- _What you will do_
Nothing but the lines from the one containing "the cabinet drawer" to the end of the data should be returned, each exactly as written.

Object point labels
"""
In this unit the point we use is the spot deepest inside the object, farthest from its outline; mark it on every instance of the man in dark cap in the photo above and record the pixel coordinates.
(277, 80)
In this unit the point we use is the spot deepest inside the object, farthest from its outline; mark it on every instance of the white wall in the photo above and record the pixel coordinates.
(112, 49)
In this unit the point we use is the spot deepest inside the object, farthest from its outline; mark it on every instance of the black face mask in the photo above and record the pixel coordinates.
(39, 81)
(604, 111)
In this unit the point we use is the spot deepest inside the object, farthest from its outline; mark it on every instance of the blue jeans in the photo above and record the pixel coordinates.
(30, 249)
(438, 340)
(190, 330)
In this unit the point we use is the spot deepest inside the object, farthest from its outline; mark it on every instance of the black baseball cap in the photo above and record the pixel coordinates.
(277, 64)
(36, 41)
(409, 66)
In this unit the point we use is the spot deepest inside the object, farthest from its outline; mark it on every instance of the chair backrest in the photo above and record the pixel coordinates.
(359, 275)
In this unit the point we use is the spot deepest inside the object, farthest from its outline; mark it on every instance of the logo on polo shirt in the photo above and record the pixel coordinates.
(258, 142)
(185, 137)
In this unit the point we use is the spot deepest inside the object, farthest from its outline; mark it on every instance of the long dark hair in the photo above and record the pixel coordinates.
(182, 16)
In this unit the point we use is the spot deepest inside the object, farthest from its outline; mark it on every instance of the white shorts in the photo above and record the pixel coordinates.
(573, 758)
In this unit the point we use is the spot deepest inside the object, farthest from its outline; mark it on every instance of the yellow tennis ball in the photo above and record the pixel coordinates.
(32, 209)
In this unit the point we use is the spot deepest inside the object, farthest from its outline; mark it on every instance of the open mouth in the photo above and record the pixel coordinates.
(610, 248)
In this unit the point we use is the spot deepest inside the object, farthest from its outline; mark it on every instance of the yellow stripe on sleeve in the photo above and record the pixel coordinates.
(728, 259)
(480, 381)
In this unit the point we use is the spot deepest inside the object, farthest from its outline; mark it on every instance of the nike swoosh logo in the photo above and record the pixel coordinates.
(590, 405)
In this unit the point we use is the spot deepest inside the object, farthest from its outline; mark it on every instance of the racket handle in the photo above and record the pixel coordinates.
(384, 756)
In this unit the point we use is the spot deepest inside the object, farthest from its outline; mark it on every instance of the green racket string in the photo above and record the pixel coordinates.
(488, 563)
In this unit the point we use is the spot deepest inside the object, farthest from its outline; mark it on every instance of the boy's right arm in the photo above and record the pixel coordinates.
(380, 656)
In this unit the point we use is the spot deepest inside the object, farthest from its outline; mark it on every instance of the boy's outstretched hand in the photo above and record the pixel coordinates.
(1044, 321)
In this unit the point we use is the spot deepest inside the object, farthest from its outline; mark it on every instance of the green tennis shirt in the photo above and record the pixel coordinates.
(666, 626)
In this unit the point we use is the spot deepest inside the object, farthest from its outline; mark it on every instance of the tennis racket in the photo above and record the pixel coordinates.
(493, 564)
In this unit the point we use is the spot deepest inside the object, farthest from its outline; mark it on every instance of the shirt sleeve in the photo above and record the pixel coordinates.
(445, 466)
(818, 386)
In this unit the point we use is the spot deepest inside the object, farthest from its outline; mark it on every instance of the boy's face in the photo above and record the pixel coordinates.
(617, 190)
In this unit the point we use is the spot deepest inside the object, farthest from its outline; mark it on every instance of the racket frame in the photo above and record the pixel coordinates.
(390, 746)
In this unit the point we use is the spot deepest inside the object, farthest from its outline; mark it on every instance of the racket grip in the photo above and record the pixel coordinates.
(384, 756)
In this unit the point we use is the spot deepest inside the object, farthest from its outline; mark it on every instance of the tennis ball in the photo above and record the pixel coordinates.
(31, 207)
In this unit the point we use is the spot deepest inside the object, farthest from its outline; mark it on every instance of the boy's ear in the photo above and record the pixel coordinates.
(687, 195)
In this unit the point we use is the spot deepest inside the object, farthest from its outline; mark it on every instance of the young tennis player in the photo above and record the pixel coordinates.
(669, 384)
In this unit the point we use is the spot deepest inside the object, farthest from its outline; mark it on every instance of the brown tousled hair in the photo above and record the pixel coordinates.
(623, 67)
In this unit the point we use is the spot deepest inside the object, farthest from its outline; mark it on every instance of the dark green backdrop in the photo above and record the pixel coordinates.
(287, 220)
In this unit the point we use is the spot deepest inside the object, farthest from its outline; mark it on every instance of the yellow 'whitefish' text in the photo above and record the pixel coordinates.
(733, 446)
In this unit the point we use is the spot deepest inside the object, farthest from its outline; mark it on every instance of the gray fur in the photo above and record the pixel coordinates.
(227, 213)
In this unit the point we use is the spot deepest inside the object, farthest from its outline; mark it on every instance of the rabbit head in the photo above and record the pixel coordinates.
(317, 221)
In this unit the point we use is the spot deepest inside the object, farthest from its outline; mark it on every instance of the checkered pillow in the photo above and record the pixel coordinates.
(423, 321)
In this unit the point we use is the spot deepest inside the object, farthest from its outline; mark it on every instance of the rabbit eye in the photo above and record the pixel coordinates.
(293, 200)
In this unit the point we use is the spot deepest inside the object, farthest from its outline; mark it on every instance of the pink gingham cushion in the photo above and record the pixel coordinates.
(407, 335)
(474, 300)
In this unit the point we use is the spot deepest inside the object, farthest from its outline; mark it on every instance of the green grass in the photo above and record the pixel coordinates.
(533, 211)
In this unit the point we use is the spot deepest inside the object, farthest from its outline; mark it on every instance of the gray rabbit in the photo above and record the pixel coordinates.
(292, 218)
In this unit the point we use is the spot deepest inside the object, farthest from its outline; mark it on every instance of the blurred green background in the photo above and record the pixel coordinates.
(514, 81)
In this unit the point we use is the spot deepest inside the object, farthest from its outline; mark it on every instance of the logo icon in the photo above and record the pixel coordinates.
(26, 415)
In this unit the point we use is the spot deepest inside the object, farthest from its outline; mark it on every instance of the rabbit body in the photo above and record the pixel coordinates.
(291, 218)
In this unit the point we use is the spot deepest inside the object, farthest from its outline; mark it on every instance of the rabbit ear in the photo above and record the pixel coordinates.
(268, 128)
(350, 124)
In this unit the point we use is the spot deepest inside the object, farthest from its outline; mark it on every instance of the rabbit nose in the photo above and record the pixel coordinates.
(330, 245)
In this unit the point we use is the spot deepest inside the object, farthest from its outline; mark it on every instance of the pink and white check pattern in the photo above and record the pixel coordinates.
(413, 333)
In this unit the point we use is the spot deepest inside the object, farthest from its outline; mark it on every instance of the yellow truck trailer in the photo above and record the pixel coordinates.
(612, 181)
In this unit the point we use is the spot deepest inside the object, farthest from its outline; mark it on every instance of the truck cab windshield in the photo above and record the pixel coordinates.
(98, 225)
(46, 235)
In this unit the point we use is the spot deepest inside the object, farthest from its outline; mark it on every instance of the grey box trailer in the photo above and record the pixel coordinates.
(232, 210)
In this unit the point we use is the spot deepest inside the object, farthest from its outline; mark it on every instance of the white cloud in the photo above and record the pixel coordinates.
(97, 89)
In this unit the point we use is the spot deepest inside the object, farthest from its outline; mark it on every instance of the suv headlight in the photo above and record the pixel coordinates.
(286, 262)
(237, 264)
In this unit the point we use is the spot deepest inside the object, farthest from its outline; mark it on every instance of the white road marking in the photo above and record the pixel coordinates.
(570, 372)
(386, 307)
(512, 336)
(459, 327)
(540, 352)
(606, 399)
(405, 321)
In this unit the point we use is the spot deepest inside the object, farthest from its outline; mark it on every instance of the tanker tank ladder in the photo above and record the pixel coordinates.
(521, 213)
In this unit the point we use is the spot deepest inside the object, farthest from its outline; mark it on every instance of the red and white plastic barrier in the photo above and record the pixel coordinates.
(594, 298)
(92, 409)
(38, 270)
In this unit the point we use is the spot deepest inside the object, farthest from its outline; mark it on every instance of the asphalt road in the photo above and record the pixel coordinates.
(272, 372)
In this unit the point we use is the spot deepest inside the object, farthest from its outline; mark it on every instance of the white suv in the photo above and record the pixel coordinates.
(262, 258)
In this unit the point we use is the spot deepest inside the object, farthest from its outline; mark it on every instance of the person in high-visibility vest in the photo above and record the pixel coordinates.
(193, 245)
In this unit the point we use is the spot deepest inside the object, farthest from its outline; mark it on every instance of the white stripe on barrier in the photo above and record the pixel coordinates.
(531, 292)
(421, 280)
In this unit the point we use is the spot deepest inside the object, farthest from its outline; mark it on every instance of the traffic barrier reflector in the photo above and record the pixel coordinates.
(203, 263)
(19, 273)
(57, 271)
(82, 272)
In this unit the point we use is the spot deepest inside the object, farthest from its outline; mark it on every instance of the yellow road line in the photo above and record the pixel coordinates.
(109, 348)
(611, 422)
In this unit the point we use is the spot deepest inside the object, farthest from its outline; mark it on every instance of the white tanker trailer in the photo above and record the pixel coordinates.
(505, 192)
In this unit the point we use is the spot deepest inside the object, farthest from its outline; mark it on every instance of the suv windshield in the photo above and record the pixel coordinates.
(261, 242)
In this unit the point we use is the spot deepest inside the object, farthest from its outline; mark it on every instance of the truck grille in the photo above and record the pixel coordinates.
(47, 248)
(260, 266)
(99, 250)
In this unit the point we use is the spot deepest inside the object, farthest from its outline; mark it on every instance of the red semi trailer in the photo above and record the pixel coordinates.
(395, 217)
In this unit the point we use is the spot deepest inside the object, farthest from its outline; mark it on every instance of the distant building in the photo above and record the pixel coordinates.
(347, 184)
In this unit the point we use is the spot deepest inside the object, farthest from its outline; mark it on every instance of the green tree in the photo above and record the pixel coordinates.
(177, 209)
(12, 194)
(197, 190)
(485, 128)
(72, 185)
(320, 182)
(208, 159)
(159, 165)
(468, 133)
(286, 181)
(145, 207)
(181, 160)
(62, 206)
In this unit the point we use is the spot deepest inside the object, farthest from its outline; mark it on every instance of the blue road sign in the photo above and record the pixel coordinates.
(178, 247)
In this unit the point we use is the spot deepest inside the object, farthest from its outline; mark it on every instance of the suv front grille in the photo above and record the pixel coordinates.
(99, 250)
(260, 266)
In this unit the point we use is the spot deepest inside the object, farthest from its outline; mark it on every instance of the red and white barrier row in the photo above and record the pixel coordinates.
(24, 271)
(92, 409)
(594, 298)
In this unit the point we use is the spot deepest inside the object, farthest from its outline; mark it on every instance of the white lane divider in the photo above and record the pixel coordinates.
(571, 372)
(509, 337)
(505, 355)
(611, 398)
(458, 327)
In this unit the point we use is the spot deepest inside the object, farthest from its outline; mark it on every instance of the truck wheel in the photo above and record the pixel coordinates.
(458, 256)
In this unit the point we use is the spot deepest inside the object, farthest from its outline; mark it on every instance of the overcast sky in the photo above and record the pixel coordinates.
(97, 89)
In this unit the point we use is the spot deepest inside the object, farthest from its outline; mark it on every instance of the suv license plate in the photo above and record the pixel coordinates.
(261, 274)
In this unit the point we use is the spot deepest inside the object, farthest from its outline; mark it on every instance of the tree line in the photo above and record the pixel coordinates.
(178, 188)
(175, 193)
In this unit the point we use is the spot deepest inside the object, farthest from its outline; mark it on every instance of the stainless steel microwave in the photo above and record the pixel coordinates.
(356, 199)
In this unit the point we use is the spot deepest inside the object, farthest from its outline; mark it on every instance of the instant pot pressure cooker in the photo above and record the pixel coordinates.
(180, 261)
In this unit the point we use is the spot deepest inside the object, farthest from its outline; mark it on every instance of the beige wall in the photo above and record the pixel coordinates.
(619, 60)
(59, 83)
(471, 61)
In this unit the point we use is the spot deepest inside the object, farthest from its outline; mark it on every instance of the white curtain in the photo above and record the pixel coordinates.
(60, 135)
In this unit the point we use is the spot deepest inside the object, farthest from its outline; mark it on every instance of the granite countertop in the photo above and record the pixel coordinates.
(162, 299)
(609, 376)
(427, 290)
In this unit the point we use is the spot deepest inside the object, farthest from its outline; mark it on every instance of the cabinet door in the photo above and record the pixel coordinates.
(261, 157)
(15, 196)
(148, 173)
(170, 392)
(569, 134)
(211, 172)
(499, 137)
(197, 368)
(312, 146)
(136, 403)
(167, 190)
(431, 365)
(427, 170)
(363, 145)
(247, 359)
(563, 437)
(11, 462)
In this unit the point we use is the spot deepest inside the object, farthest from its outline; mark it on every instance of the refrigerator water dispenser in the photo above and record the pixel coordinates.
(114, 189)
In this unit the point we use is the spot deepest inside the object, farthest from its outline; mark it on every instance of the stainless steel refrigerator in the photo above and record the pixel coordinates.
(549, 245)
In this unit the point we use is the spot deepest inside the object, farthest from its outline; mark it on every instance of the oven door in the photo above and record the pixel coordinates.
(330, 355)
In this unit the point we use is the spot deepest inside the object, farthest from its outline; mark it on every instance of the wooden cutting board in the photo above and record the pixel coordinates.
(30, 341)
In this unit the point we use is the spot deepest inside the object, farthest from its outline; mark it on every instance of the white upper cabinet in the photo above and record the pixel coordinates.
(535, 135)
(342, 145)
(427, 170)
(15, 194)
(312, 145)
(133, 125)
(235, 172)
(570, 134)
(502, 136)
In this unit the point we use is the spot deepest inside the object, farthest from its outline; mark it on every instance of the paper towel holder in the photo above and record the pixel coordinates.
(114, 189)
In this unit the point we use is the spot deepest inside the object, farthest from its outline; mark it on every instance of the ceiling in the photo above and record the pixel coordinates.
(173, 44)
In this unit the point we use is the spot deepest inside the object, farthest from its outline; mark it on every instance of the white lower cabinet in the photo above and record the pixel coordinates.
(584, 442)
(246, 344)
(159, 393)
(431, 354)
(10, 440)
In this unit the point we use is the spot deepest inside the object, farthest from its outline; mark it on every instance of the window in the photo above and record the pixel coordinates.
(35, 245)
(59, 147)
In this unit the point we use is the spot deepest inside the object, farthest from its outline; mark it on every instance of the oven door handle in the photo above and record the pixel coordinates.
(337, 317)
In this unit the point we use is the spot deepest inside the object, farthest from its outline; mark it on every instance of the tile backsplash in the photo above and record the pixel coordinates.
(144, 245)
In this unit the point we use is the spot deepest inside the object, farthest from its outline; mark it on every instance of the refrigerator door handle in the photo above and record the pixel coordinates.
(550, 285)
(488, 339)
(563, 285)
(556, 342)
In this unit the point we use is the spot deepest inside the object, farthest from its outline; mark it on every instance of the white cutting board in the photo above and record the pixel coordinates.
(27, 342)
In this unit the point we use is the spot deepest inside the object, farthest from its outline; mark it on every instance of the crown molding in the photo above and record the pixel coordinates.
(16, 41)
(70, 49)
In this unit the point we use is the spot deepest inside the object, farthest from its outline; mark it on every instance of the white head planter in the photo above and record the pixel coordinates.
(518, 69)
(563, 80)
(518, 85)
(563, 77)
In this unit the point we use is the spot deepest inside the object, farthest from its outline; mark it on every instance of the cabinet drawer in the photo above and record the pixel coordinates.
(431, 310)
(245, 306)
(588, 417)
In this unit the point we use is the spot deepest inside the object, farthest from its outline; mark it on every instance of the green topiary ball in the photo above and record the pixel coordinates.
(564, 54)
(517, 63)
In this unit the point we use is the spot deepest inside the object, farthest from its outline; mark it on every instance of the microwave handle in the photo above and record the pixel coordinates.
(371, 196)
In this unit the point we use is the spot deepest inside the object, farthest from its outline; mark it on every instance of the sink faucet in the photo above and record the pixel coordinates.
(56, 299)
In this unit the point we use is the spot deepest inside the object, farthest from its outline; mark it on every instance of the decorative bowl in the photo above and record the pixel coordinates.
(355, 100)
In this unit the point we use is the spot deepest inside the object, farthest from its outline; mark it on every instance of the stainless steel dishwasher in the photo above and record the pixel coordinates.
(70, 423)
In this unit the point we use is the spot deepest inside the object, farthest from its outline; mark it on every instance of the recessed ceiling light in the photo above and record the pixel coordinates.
"""
- _Worked answer_
In this unit the point we use is the spot deepest inside the object, farthest from its outline; mark it on every instance of the cabinet drawer in the photo above and record the pixel coordinates.
(431, 310)
(245, 306)
(588, 417)
In this unit the point we use is the spot deepest inside the object, farthest from its outline; mark it on every instance of the green topiary ball in the photo above and record the pixel coordinates.
(564, 54)
(517, 63)
In this unit the point we use is the spot deepest inside the object, farthest from its outline; mark it on every instance of the microwave handle in the photo above and record the pixel coordinates.
(371, 196)
In this unit the point we use is the spot deepest inside the object, farthest from its outline; mark it on every instance of the sink faucet in the photo above and record the pixel coordinates.
(56, 299)
In this unit the point we use is the spot deepest inside the object, farthest from its outline; mark it on every instance of the decorative bowl in the photo above and record the pixel coordinates.
(355, 100)
In this unit the point we use is the spot deepest inside the object, farthest from its outline; mark it on every instance of the stainless steel dishwasher in the photo above and record the pixel coordinates.
(70, 423)
In this unit the point we use is the spot deepest inside the object, farthest from its outline; mark it on every instance of the recessed ceiling light in the photo above and record the pixel coordinates.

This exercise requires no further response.